TEXT UNDER STUDY -
There is a tension in our lives between two poles: Mission and Beauty, imperative and invitation. Sometimes we take to the streets, sometimes we gaze in wonder.

We carry the water of mission in buckets, one on either side, the beam balanced across our shoulders. We follow the track laid down in the Gospels, “Go ye into all the world.” Without a map, we walk. The water sloshes. We cannot afford to glance at our feet.

Fervent in spirit and trusting, we learn to read faces. In another’s voice we sense the longing for an end to dryness. In the cold hallways of someone else’s life, we hear the echoes of our own restlessness, “Calling, O sinner, come home.” We pray to be open to the Spirit. We are impatient.

There are commonplace miracles happening. We breathe in, we breathe out. The world brims with the Light; it ceaselessly streams into the world. We are blinded by the Light, swaddled, and warmed. Even so, there is darkness.

Mission gets us up and out. We leave home to sail away from comforts familiar into other lands and isles. We bump into new words, stumble through markets and bazaars, hear the music of surprise and delight, strain to see beyond the horizon.

It helps to be young, to not know what you cannot do. Innocence displays a wisdom that experience might discount. Effort and sacrifice, expended outward, builds resilience; there is satisfaction in obstacles encountered and transformed. Your muscles flex and burn as your shoulder lowers and your cheek presses against the rock.

(The definition of work: To transfer energy from one object to another in order to move the second object in a certain direction. Work equals force multiplied by the distance over which it is applied.)

In college, as a religion and journalism double major, I was blessed to have close friends in both fields. One weekend, two friends and I found ourselves in a quiet chapel between scheduled events of a Bible conference. We spent an hour spontaneously preaching. One of us would open the Bible, drop a finger on a text without looking, and pass it along to another. That person had a minute to think about it and two minutes to preach a sermonette on that text.

We were amazing. Our imaginations were lit, our energy was boundless, our humor and wit were buoyant. Someone looking on might have been critical of our sermonic structure, but not our enthusiasm. We placed ourselves within the Acts of the Apostles, fiery with the Spirit and with joy. For those moments, Beauty and Mission were one.

Then we went off to the next meeting on soul-winning strategies and the flame flickered and went out.

There is a militancy in American Protestantism, rooted perhaps in 19th century abolitionist and temperance movements, that continues today with triumphalist notes.

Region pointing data
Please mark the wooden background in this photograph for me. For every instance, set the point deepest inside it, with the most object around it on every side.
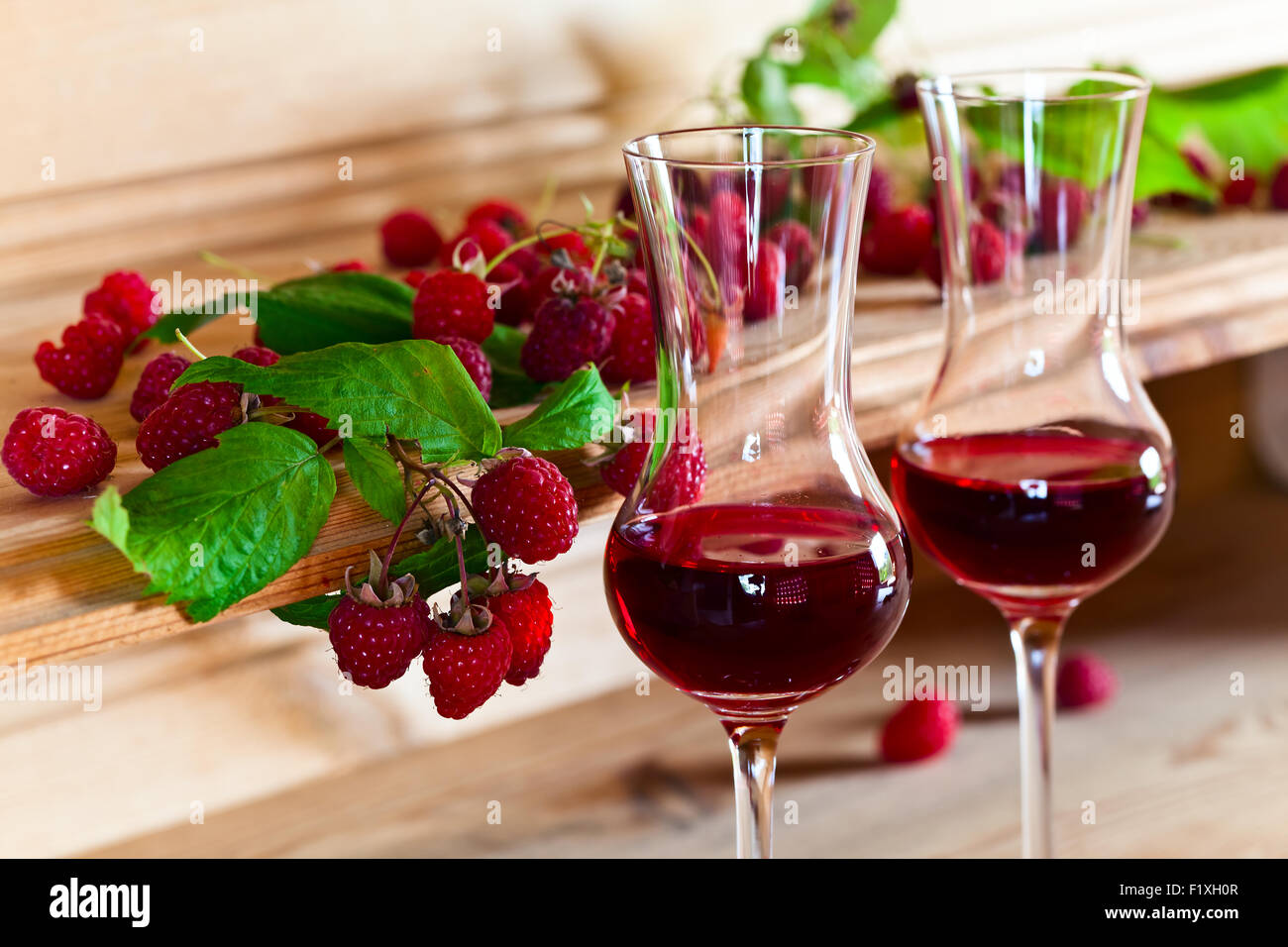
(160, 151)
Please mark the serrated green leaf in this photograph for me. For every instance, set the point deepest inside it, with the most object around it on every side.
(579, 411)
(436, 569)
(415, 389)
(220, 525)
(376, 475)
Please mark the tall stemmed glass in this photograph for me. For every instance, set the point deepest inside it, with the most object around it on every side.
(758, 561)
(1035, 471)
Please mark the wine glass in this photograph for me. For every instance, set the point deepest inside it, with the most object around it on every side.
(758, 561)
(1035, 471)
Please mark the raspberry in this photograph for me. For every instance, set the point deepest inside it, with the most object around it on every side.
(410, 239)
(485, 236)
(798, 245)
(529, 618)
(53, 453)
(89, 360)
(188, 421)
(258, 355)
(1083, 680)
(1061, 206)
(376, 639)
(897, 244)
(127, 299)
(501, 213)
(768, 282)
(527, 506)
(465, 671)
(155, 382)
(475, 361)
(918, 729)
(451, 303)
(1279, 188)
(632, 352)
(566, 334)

--

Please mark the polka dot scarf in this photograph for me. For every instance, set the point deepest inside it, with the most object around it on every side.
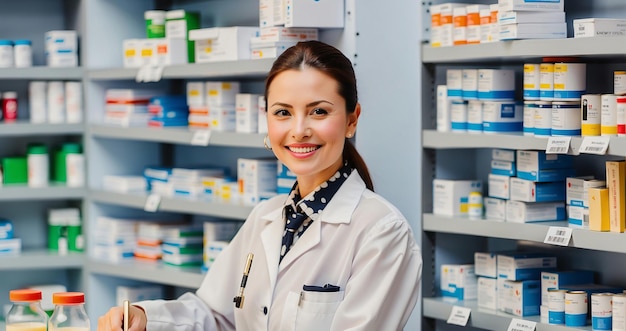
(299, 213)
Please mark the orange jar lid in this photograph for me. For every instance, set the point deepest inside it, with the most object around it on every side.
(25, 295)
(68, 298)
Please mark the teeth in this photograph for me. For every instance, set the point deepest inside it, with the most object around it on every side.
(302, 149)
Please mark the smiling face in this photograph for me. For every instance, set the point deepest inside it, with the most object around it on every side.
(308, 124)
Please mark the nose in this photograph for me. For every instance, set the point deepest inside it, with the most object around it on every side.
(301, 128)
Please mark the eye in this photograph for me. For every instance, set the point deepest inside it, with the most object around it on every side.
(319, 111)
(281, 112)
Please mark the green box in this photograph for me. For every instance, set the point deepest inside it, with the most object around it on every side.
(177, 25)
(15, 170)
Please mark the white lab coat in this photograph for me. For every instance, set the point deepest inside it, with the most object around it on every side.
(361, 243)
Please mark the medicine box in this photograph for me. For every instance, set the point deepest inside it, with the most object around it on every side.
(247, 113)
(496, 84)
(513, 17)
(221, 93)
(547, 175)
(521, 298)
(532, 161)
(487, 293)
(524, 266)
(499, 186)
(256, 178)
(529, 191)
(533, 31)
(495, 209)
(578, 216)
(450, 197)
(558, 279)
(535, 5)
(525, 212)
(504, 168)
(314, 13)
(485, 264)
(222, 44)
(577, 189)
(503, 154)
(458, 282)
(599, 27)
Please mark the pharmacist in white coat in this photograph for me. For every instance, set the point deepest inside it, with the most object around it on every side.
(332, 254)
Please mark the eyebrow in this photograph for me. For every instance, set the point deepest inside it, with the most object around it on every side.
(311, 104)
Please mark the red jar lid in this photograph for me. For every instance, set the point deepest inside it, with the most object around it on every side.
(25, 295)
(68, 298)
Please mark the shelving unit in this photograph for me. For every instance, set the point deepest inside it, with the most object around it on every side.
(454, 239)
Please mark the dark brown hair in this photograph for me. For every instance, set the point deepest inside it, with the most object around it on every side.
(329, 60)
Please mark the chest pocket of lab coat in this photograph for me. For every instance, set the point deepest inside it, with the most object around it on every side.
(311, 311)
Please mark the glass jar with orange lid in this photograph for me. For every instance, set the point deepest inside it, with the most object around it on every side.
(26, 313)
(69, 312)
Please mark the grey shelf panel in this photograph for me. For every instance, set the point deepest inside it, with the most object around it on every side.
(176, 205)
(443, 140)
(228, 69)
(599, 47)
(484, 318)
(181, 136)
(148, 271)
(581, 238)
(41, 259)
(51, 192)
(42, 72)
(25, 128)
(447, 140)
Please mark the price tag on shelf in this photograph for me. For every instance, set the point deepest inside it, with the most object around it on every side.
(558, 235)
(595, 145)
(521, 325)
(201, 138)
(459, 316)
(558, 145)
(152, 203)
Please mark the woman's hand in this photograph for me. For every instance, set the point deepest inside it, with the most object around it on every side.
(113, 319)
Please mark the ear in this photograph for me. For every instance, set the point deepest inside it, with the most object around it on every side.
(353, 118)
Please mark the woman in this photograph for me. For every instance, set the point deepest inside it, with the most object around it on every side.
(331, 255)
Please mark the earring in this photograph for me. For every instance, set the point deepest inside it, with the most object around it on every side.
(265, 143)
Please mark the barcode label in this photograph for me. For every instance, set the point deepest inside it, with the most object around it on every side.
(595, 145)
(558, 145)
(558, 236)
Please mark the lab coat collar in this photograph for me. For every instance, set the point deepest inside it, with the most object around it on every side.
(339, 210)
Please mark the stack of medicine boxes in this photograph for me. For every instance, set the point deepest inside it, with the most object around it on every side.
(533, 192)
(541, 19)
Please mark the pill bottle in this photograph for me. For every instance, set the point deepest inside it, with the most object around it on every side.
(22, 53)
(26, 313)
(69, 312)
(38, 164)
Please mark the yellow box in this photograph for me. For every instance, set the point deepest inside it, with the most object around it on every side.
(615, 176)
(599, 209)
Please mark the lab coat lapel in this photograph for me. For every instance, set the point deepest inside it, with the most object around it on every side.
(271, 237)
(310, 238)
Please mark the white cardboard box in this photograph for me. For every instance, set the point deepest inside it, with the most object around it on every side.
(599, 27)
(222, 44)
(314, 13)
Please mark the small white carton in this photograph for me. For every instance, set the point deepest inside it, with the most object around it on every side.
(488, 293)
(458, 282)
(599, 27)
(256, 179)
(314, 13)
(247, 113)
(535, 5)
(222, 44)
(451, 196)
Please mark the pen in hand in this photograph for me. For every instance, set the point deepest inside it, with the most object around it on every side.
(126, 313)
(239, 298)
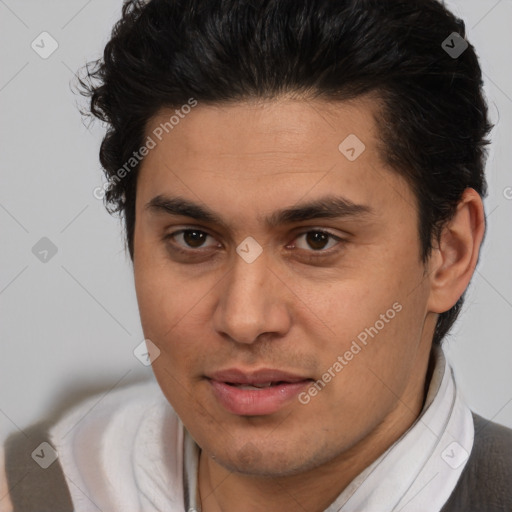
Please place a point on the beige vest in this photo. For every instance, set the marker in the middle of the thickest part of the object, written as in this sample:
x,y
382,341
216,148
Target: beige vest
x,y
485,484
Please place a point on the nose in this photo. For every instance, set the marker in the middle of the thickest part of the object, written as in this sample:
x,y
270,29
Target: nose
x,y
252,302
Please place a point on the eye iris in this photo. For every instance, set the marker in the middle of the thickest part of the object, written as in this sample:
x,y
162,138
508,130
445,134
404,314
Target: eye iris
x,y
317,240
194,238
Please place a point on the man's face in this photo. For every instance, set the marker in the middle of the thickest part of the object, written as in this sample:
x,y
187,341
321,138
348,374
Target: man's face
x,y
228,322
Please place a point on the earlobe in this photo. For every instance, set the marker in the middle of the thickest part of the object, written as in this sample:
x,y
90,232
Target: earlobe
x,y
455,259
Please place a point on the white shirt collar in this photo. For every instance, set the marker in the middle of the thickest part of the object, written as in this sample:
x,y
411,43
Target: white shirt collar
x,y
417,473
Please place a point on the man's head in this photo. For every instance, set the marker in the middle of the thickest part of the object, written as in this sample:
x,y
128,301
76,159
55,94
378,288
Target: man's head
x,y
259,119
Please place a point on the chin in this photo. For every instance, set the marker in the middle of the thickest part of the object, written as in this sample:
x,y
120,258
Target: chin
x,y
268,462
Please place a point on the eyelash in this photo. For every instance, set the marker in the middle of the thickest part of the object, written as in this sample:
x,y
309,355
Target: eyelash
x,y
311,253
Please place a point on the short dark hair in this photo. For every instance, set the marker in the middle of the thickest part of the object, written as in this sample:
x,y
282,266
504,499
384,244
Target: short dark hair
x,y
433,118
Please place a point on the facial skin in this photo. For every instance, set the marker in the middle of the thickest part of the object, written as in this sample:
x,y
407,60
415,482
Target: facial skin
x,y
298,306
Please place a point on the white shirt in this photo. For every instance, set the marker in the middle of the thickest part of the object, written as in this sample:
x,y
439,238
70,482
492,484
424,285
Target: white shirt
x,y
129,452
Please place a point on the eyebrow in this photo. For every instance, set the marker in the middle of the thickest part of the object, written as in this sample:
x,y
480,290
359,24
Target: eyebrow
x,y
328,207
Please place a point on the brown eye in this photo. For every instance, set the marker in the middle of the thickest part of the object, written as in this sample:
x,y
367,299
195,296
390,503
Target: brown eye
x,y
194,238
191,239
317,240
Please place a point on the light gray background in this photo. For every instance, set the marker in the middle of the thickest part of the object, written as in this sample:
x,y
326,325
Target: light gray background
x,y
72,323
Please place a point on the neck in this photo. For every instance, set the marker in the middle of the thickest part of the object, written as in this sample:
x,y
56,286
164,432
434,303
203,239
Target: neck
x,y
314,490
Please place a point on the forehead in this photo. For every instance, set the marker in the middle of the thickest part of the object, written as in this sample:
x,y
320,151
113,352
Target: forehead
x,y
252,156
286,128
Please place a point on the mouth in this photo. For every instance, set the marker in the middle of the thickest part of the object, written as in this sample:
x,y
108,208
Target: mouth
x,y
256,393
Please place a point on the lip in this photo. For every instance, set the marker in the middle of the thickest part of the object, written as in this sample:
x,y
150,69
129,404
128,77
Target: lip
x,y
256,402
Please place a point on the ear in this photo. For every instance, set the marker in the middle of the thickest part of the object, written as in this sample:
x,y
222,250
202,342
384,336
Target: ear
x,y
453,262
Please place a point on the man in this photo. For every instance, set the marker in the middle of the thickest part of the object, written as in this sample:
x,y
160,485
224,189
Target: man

EXERCISE SET -
1. Decide whether each statement agrees with the essay on Mission and Beauty, answering yes or no and quoting the words from the essay that settle it. (a) In the chapel, each person had two minutes to preach on the chosen text. (b) The writer was a religion and history double major in college. (c) After the hour in the chapel, the friends went to a meeting on soul-winning strategies.
2. According to the essay on Mission and Beauty, where might the militancy in American Protestantism be rooted?
3. Carry the essay on Mission and Beauty forward from its last sentence.

OUTPUTS FOR THE TASKS -
1.
(a) Yes: "two minutes to preach a sermonette on that text."
(b) No: "as a religion and journalism double major"
(c) Yes: "Then we went off to the next meeting on soul-winning strategies"

2. In 19th century abolitionist and temperance movements.

3.
Growing up in the church, we youngsters were trained in “sword drills,” in which a Bible text was read and we were to shout out the chapter and verse. Now “prayer warriors” organize on Facebook to mobilize around family members facing surgery or a job interview.

There is a low hum of alertness you get around a lot of evangelists, as if they are constantly on guard against imminent attack from demons who walk among us. And while it’s true that we wrestle with “the cosmic powers of this present darkness,” as Paul says, the temptation is strong for them to find that darkness first within their own fellowship (Eph. 6:12).

They speak of churches as “beachheads” and television ministries as “the front line.” “Onward, Christian Soldiers” is the adult version of the children’s song, “I’m in the Lord’s Army.” The metaphors of combat pervade the language of evangelism. The uncomfortable truth, to paraphrase Clausewitz, is that for many in the church, mission is war by other means.

To be tested in mission is to realize what we can reach and how much we still fall short. We do not stop to ask where we are — not yet — but time and turns and detours on the road will gently bring us to a reckoning. There is more to come, much more ahead, but lately and at last we will pause to ask “Why?”

***

Is Mission everything? Is everything a means to an end? Are there no things whose beauty alone grants them space to flourish? What about the days we long for a fragment of poetry, a familiar riff, the cast of light in a Vermeer, lights along the promenade after sunset? Seamus Heaney said poetry never stopped a tank. But he wrote it, nevertheless. Oh, how he wrote.

Even Paul must have turned aside while on his ceaseless journeys, to gaze in wonder at the sea or to pause in a mountain pass for the flowers. Some things bless us surely by their unselfconscious beauty. They do not fit in our box of tools. They do not demand our attention. In their reticence, they draw us to them. The natural world is too generous to need us, but even its extravagance can be overwhelmed by our appetites.

Such beauty cannot be comprehended (from Latin, comprehensus, to seize), but rather received (from Latin, recipere, to take back again). Beauty is that which we have lost, have wandered into again, and have thus awakened to. It is a distant echo of a time in which we were given everything without asking, everything we did not need to know. Without need, everything is gift. It was a life innocent of utility, of seizing ends through means.

That was Paradise.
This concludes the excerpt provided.